§ Task to carry out
Here are some records. Transcribe all of them exactly.

§ Dataset entries
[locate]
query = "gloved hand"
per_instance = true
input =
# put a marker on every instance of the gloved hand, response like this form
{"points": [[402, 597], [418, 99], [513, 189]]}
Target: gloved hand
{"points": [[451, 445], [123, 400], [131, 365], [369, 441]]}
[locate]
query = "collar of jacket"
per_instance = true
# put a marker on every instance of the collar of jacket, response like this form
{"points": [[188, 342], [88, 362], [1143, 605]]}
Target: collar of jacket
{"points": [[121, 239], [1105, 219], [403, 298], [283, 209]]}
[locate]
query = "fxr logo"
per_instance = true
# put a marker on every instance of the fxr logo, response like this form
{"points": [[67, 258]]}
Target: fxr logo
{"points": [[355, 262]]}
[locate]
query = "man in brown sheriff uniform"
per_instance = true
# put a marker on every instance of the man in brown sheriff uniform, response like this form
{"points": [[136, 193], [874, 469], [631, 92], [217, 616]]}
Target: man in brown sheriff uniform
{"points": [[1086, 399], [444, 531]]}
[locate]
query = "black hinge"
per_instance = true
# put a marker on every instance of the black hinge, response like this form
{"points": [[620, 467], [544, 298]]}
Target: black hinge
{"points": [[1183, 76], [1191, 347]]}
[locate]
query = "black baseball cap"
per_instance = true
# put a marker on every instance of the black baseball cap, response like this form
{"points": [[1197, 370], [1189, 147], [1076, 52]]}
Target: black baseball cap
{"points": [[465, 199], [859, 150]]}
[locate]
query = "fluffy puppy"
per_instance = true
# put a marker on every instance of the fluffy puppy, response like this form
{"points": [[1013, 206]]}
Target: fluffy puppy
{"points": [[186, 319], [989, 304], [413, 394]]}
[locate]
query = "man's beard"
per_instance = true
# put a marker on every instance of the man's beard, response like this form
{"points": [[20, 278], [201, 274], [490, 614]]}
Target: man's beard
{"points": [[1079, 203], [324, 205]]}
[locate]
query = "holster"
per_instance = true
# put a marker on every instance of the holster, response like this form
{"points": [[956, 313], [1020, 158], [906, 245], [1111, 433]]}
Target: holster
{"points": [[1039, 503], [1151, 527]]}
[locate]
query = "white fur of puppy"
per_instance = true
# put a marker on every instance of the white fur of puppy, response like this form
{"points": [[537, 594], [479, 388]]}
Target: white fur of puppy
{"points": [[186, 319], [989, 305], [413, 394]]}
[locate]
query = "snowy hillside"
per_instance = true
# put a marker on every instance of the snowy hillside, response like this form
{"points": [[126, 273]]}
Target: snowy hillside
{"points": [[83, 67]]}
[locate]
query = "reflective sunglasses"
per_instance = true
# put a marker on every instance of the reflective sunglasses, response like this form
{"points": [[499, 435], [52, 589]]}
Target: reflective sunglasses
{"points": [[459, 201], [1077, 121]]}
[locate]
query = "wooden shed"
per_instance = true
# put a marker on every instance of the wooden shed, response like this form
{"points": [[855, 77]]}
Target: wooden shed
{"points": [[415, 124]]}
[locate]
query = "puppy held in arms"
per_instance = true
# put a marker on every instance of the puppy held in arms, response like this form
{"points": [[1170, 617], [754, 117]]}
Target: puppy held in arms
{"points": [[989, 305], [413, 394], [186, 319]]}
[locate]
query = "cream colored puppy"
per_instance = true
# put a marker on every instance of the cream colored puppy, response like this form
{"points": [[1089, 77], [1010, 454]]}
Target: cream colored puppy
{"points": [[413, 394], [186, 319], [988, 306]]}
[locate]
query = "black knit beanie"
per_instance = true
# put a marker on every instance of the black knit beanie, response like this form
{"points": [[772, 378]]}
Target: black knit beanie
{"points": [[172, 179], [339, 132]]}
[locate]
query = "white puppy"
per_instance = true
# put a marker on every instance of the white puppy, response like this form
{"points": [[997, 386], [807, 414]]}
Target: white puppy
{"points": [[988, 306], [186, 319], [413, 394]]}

§ Exercise answer
[locate]
query = "gloved hand"
per_instance = true
input =
# put a marker on every instance of the gloved hand, response like this form
{"points": [[402, 597], [418, 99], [513, 189]]}
Target: gloved hand
{"points": [[451, 445], [123, 400], [131, 365], [369, 441]]}
[locate]
query = "collar of jacket"
per_instance = true
# put a marker on every instance of the collar of jacket, response like this form
{"points": [[188, 342], [88, 362], [1143, 605]]}
Target: collar of jacket
{"points": [[121, 239], [1105, 219], [403, 298], [283, 209]]}
[locate]
query = "fxr logo"
per_instance = true
# put a marker on every instance of the fxr logo, response like this form
{"points": [[67, 258]]}
Target: fxr logo
{"points": [[355, 262]]}
[locate]
query = "man in brown sheriff uniform"
per_instance = true
# put a marker on every instance of the man in brown sheriff uniform, response like this form
{"points": [[136, 193], [874, 469], [631, 92], [217, 616]]}
Target: man in brown sheriff uniform
{"points": [[1086, 399], [444, 531]]}
[locate]
query = "black hinge"
per_instance = true
# put a marker on every instance of the black hinge, response like this form
{"points": [[620, 467], [544, 298]]}
Target: black hinge
{"points": [[1183, 76], [1191, 347]]}
[locate]
query = "black baseball cap"
per_instance = true
# put a marker on every instance of the black baseball cap, response like this form
{"points": [[1197, 370], [1189, 147], [1076, 52]]}
Target: black baseball cap
{"points": [[465, 199], [859, 150]]}
[locate]
query = "fluffy puppy"
per_instance = true
# put a marker on every instance of the fluffy puppy, response like this form
{"points": [[1013, 206]]}
Target: fluffy puppy
{"points": [[186, 319], [989, 304], [413, 394]]}
[locate]
query = "man's beard"
per_instance = true
# put a marker on every instance of the man's beard, response like this form
{"points": [[20, 278], [201, 274], [490, 614]]}
Target: man's beard
{"points": [[1079, 203], [324, 205]]}
[locate]
query = "holster"
per_instance = true
# put a marker on every instance of the holster, response like this form
{"points": [[956, 313], [1020, 158], [906, 245], [1111, 433]]}
Target: holster
{"points": [[1039, 503], [1151, 527]]}
[locate]
query = "white fur of puppy"
per_instance = true
# put a marker on every instance of the white fur of puppy, response like this form
{"points": [[537, 594], [479, 388]]}
Target: white fur of puppy
{"points": [[186, 319], [989, 305], [413, 394]]}
[locate]
query = "snowy hillside"
per_instance = true
# put a marker on every instance of the snowy hillside, response like this form
{"points": [[126, 273]]}
Target: snowy hillside
{"points": [[83, 67]]}
[locate]
query = "reflective sunglasses"
per_instance = true
# put a marker on every instance of the reflective sunglasses, response like this form
{"points": [[499, 435], [52, 589]]}
Target: reflective sunglasses
{"points": [[459, 201], [1077, 121]]}
[locate]
query = "wooden shed"
per_instance = true
# put a marker on every instance of the wooden shed, response like this form
{"points": [[855, 77]]}
Target: wooden shed
{"points": [[415, 124]]}
[locate]
query = "puppy held in arms"
per_instance = true
# put a marker on every instance of the puppy held in arms, response like this form
{"points": [[1170, 617], [754, 117]]}
Target: puppy held in arms
{"points": [[989, 305], [413, 394], [186, 319]]}
[locate]
query = "cream colored puppy"
per_instance = true
# put a marker on every instance of the cream colored puppy, response like this form
{"points": [[1089, 77], [1010, 454]]}
Target: cream colored puppy
{"points": [[413, 394], [186, 319], [988, 306]]}
[locate]
query = "black knit beanie"
per_instance = true
# put a marker on every instance of the black knit beanie, response like this form
{"points": [[772, 378]]}
Target: black knit beanie
{"points": [[172, 179], [339, 132]]}
[locate]
query = "white puppy"
per_instance = true
# put a marker on every instance of the white puppy, response like this form
{"points": [[997, 386], [807, 414]]}
Target: white puppy
{"points": [[988, 306], [186, 319], [413, 394]]}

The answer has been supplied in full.